──────── DATA SHOWN ────────
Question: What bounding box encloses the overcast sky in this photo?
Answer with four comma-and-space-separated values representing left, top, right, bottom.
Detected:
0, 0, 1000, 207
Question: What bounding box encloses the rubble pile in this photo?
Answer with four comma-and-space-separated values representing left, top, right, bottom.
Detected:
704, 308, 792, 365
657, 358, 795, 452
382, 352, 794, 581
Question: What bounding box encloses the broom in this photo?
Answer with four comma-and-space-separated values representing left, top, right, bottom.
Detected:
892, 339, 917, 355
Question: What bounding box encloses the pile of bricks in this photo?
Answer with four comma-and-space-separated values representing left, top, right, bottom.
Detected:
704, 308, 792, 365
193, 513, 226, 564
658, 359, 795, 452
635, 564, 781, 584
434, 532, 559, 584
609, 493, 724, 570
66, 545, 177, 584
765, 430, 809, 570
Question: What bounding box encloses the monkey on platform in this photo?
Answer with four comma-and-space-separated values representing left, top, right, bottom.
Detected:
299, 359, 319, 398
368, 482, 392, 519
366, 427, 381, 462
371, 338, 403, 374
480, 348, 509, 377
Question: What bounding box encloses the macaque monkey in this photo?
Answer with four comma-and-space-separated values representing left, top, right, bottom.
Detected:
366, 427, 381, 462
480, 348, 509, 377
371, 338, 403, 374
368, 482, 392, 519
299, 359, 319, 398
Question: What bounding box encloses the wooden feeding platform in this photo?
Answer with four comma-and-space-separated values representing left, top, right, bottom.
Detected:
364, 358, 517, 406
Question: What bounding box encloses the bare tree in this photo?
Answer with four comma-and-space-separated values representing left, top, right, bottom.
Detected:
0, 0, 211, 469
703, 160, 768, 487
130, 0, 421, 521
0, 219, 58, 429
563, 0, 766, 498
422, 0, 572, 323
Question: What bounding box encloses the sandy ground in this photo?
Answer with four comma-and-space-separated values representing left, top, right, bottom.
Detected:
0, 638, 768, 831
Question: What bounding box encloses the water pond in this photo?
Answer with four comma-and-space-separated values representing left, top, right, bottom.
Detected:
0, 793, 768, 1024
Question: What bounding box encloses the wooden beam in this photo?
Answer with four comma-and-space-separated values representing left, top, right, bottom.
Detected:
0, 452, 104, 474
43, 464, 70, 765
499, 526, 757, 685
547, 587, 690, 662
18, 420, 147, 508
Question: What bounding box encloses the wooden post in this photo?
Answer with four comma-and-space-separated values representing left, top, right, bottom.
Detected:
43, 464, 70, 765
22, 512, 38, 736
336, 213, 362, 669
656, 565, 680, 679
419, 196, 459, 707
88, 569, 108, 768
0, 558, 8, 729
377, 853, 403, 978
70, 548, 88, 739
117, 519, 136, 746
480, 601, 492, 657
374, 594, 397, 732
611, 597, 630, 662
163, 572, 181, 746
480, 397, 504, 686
────────
__EXERCISE AIM__: Reproduce the entire listing above verbatim, every line in its original order and unchanged.

__FINAL RESULT__:
Question: What bounding box encloses the overcast sky in this photo?
Answer with four comma-and-space-separated values representing left, top, right, bottom.
Detected:
0, 0, 1000, 207
Question: What bounding box encloses the rubble pile in this photo?
Answer with four comma-and-space-separated values representing left, top, right, bottom.
Detected:
704, 308, 792, 365
657, 358, 795, 452
382, 352, 794, 581
Question: What bounding box encloses the broom in this photo?
Answer with four comma-and-space-separated values representing left, top, right, bottom.
Detected:
892, 339, 917, 355
Question: What bounding box encloses the pile of bricks in this photo?
Answer with four comma-and-space-separated values representing left, top, right, bottom.
Detected:
704, 308, 792, 365
193, 513, 226, 564
658, 359, 795, 452
635, 564, 781, 584
434, 532, 559, 584
609, 493, 724, 570
66, 545, 177, 584
765, 430, 809, 570
Question: What bounding box encloses the monkey on platform in this photo?
Answer with four comma-and-space-separated values representing left, top, right, bottom.
Detected:
299, 359, 319, 398
368, 482, 392, 519
366, 427, 381, 462
371, 338, 403, 374
480, 348, 509, 377
Question: What bounding box encloses the macaque monkey in this photo?
Answer with four comma-and-space-separated values representing left, top, right, bottom.
Detected:
366, 427, 381, 462
480, 348, 509, 377
371, 338, 403, 374
368, 482, 392, 519
299, 359, 319, 398
Question: What bounding box encloses the wooden feeding platform in this photo?
Answer with four comma-and-space-separated values representing left, top, right, bottom.
Detected:
364, 358, 517, 406
Question: What bounding box encloses the bare tree in this photo?
Answer with four comma-and-space-separated values representing left, top, right, bottom.
Detected:
0, 0, 211, 469
703, 160, 768, 487
130, 0, 421, 521
0, 219, 58, 429
563, 0, 766, 498
422, 0, 572, 323
Question: What bounding box encloses the sandy ground in this photo?
Answer with four comma-and-space-separated values representing left, top, right, bottom.
Detected:
0, 638, 768, 831
Question: What bounding box encloses the water pond in this photo?
Answer with four comma-and-space-separated values representing left, top, right, bottom.
Detected:
0, 793, 768, 1024
Question: What bounding box encloses the wooden beam in this photo?
Answer with four comma-and-space-separated values representing left, top, right, bottom.
Detected:
0, 452, 104, 474
43, 464, 70, 765
499, 526, 757, 685
547, 587, 690, 662
18, 420, 147, 508
Question: What bounding box encloses the wooden post in this photo?
Answer with four comma-and-space-separated values representing left, top, right, bottom.
Detected:
43, 464, 70, 765
22, 512, 38, 736
336, 213, 362, 669
656, 565, 680, 679
419, 196, 459, 707
88, 569, 108, 768
0, 558, 8, 729
377, 853, 403, 978
70, 548, 88, 739
117, 519, 136, 746
480, 601, 492, 657
374, 594, 397, 732
611, 597, 630, 662
163, 572, 181, 746
480, 397, 504, 686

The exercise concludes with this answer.